===== VORLIEGENDER TEXT

Doris Kubli und ich führen ein Team von 11 Fachexperten resp. Projektleitenden in der Berufsbildung. Wir beide haben zwei Rollen, Führungsperson und Projektleiterin – seit anfangs August 2018. Unsere gemeinsame Absicht ist es, das Team agiler zu „führen“.

Wo steht das Team aktuell?

Das Team leistet Entwicklungs- und Projektarbeit. Aufgrund von Veränderungen (Transformation 4.0, Kundenbedürfnisse) überarbeiten sie die Berufslehren im öffentlichen Verkehr oder entwickeln neue Produkte (Lehren, Fachausbildungen). Sie haben oft komplexe Aufgabenstellungen zu meistern.

Ich beurteile die folgenden Erfolgsfaktoren in Bezug auf unser Team:

  • Rollenklarheit: Mittels Stellenbeschrieben und Zielvereinbarungen werden die Aufgaben bei den Mitarbeitenden geklärt. Es zeigt sich jedoch in verschiedenen internen Diskussionen, dass die Aufgaben und Kompetenzen und damit die Erwartungshaltung der Firma gegenüber dem Entwicklungsteam geklärt werden müssen. Sie sollen „Eierlegende Wollmilchsäue“ sein, die Innovationspotential frühzeitig erkennen, Kunden Strategie konform beraten, Projekte professionell führen, qualitativ hochstehende Produkte mit wenigen finanziellen und personellen Mitteln entwickeln und die internen und externen Abnehmer befähigen und so alle glücklich machen. Mission impossible… vor allem mit dem aktuellen Arbeitsvolumen.

==========
===== AUSZÜGE AUS DATEN

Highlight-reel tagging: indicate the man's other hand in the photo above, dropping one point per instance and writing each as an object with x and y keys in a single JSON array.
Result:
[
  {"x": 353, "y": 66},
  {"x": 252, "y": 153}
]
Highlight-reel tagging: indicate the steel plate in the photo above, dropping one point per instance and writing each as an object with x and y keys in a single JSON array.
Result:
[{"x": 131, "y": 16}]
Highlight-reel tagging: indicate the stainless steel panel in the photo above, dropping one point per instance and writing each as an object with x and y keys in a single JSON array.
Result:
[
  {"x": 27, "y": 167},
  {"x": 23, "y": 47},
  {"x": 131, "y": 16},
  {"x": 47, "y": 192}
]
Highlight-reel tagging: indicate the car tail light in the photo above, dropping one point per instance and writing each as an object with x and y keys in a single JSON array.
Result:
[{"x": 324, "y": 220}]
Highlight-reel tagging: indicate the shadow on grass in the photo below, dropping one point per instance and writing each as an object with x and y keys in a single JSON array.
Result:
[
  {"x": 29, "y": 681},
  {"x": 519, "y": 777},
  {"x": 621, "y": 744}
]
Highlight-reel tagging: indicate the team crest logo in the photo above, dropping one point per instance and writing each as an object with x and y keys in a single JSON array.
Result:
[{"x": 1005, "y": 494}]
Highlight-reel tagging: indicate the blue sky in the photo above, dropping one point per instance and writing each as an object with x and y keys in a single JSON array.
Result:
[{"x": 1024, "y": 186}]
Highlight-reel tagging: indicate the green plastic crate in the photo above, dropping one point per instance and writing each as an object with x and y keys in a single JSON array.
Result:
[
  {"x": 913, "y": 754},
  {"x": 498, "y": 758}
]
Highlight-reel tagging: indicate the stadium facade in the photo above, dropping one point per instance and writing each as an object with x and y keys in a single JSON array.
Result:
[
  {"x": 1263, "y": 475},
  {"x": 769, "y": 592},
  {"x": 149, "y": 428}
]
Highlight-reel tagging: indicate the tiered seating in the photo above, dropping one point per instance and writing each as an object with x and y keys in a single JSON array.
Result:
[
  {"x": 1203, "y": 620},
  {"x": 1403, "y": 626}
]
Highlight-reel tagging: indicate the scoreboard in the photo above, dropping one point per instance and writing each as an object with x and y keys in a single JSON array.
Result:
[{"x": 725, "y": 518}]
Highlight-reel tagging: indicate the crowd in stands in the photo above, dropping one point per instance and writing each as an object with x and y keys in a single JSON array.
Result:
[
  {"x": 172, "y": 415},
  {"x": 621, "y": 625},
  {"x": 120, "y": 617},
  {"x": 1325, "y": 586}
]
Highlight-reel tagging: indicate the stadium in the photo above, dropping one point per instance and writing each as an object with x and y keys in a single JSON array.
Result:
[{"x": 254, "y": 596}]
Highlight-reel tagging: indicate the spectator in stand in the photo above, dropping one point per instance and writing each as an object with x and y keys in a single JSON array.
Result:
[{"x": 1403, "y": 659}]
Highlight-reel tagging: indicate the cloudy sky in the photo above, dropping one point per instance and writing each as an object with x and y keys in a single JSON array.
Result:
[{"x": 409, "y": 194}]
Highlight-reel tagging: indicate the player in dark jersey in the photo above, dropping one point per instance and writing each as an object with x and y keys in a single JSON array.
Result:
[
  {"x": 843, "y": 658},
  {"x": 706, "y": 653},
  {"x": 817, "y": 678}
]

==========

§ OFFENE AUFGABEN:
1 > Wie viele Fachexperten bzw. Projektleitende gehören laut dem Text zur Teamführung zum Team?
2 > Knüpfe bitte an den letzten Satz des Textes zur Teamführung an und schreibe ihn weiter.
Das Material steht für sich und gehört nicht zum Text zur Teamführung.

§ ERGEBNISSE:
1 > Elf.

2 >
  • Interpersonale Zusammenarbeit: Die Einbettung im Team ist für die meisten zentral, da sie oft als Einzelkämpfer unterwegs sind. Desksharing hat ihre diesbezügliche Befindlichkeit negativ verschärft. Sie schätzen die punktuelle Zusammenarbeit sehr und sind sehr hilfsbereit. Oft gibt es aber stressige Momente, wenn sie sich inhaltlich auf Produkteebene abstimmen müssen und einen gemeinsamen Konsens finden müssen. Dies manifestiert sich in oft in den Teamsitzungen, die alle zwei Wochen vormittags stattfinden. Traktanden werden in eigener Verantwortung eingegeben, die Sitzungsleitung wechselt. Jede/r Mitarbeitende/r hat ein Ressort und übernimmt so auch Führungs- oder Koordinationsaufgaben für das ganze Team.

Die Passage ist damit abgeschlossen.